── Extracted entries

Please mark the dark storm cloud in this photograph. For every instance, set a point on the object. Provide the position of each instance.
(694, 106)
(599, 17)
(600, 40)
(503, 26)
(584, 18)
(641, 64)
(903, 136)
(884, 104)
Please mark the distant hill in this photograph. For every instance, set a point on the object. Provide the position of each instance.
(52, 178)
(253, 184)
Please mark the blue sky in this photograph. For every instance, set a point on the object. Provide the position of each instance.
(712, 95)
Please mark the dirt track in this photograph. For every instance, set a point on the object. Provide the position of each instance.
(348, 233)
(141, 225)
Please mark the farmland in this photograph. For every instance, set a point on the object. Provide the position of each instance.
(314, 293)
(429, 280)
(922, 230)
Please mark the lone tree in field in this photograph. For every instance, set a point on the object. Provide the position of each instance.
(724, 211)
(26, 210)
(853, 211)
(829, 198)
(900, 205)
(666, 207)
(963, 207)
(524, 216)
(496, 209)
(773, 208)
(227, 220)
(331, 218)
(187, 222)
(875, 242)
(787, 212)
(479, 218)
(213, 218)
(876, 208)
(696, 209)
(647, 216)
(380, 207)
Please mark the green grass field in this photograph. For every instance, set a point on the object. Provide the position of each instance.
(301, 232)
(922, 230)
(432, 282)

────

> [What the exercise asks]
Send back all of the entries exactly, with nothing missing.

> [Expected output]
Please mark the dark storm cloud in this photograph. For every instance, set a point on the object. Provide the position of each instance.
(694, 106)
(599, 17)
(600, 40)
(503, 26)
(584, 18)
(641, 64)
(903, 136)
(884, 104)
Please mark the distant hill in this photograph. For every instance, set a point on the object. Provide the position of each instance.
(52, 178)
(253, 184)
Please mark the blue sky in this photograph. For every instance, set a point on the object. Provide the position of each instance.
(712, 95)
Please mark the dirt track in this photograph. For every instance, set a point on the object. Provide the position of each instance.
(348, 233)
(141, 225)
Please mark the farmland in this photograph. For every instance, set a point on the object. Provide the position of each instance.
(314, 293)
(429, 280)
(922, 230)
Please mark the lone tree in field in this photograph. For every instance, set a point on the object. Provide the position of each instance.
(724, 211)
(26, 210)
(853, 211)
(829, 198)
(900, 205)
(666, 207)
(963, 207)
(524, 216)
(496, 209)
(773, 208)
(227, 220)
(331, 218)
(187, 222)
(875, 242)
(787, 212)
(479, 218)
(213, 218)
(876, 208)
(696, 209)
(647, 216)
(380, 207)
Please mark the green grass field in this photograph. For every instance, set a point on the object. Provide the position of each instance.
(301, 232)
(922, 230)
(432, 282)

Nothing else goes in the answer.